Sur la base de cette approche, le CDEG a proposé de structurer une disposition à insérer dans un nouveau protocole à la CEDH en fonction des éléments ci-après :

 

Le droit des femmes et des hommes à l’égalité est garanti dans tous les domaines de la vie en société [conformément au respect de la liberté et de la dignité de l’être humain].

 

Les autorités publiques prennent des dispositions pour garantir la jouissance effective du droit des femmes et des hommes à l’égalité [en adoptant, en cas de besoin, toutes les mesures appropriées pour garantir le plein épanouissement et la promotion de la femme].

 

L’exercice de ce droit n’empêche pas les Hautes Parties contractantes d’instituer en faveur des femmes les droits ou régimes spéciaux qui sont prescrits par la loi et sont nécessaires dans une société démocratique. 

 

Le Comité des Ministres a renvoyé les propositions du CDEG au CDDH. Ce dernier a jugé particulièrement difficile d’accepter l’idée que la discrimination fondée sur le sexe doive faire l’objet d’un protocole additionnel à la CEDH distinct. Indépendamment de la question du libellé proposé par le CDEG, un tel "traitement distinct" de l’égalité entre les sexes s’est attiré bien des critiques : on a considéré qu’il cadrait mal avec l’un des axiomes du droit international relatif aux droits de l'homme, à savoir le principe d’universalité. On a fait valoir que ce principe militait contre l’idée de réserver un traitement particulier, dans un protocole à la CEDH distinct, à l’un quelconque des motifs spécifiques de discrimination.

 

 

L’étape suivante : la convergence des courants de l’"anti-racisme" et de l’"égalité entre les femmes et les hommes"

 

 

Une étape importante a été franchie en octobre 1996, lorsque le CDDH a été saisi des propositions de l’ECRI et du CDEG. Il a décidé de recommander au Comité des Ministres d’étudier plus avant la possibilité d’apporter des solutions normatives à la question de l’égalité entre les femmes et les hommes, mais pas sous la forme d’un projet de protocole spécifique à la CEDH. Cette démarche a ultérieurement été approuvée par le Comité des Ministres. À la même réunion, le CDDH a chargé l’un de ses organes subsidiaires, le Comité d’experts pour le développement des droits de l'homme (DH-DEV), d’examiner la possibilité d’élaborer un instrument juridique contre le racisme et l’intolérance et a évoqué plusieurs options en la matière : un protocole additionnel à la CEDH s’appuyant sur la proposition de l’ECRI, un protocole additionnel qui élargirait, d’une façon générale, le champ d’application de l’article 14, une Convention (-cadre ou autre), une recommandation du Comité des Ministres aux gouvernements des États membres ou d’autres mesures.
◆ ◆ ◆ ◆ ◆
# [CONSIGNE A]
Relevez chaque ligne où figure la chaîne « green », en respectant la casse.
Le texte et les lignes sont sans rapport l'un avec l'autre.

Entrées d'étiquetage de la position d'objets:
◆ ◆ ◆ ◆ ◆
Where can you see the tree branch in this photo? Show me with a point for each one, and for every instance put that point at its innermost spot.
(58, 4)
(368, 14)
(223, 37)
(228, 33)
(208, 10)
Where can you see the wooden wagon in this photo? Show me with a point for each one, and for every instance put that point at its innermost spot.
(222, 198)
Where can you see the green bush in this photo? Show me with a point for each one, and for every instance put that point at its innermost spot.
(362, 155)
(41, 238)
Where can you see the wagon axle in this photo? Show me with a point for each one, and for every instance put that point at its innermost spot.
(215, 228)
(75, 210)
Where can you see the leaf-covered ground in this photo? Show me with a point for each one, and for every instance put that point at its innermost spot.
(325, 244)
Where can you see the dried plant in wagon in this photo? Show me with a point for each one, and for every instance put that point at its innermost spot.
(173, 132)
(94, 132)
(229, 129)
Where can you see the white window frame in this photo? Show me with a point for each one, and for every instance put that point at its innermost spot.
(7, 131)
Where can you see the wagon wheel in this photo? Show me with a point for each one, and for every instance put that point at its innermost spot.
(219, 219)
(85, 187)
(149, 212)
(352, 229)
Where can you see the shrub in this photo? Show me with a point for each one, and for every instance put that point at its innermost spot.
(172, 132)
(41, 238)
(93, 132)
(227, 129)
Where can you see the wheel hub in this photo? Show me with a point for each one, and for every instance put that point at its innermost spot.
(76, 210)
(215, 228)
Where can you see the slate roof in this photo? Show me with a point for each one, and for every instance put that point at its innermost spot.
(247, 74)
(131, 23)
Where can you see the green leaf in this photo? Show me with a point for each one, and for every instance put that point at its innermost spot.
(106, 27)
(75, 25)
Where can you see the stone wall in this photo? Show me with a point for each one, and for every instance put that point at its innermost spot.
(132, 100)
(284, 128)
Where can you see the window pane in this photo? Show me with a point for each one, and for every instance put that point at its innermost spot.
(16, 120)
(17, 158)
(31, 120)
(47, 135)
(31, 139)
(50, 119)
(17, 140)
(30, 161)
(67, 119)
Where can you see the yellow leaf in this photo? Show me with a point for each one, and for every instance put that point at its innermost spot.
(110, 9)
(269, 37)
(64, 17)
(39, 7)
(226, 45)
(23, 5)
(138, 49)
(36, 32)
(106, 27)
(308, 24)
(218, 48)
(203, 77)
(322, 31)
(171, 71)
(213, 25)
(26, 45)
◆ ◆ ◆ ◆ ◆
# [CONSIGNE B]
Répondez à ces questions sur l'extrait consacré à l'égalité entre les femmes et les hommes :
(i) À quel comité le Comité des Ministres a-t-il renvoyé les propositions du CDEG ?
(ii) En quel mois et quelle année le CDDH a-t-il été saisi des propositions de l'ECRI et du CDEG ?
(iii) Quel organe subsidiaire le CDDH a-t-il chargé d'examiner la possibilité d'élaborer un instrument juridique contre le racisme et l'intolérance ?

# [CORRIGÉ A]
Where can you see the green bush in this photo? Show me with a point for each one, and for every instance put that point at its innermost spot.
Where can you see the green leaf in this photo? Show me with a point for each one, and for every instance put that point at its innermost spot.

# [CORRIGÉ B]
(i) Au CDDH.
(ii) En octobre 1996.
(iii) Le Comité d'experts pour le développement des droits de l'homme (DH-DEV).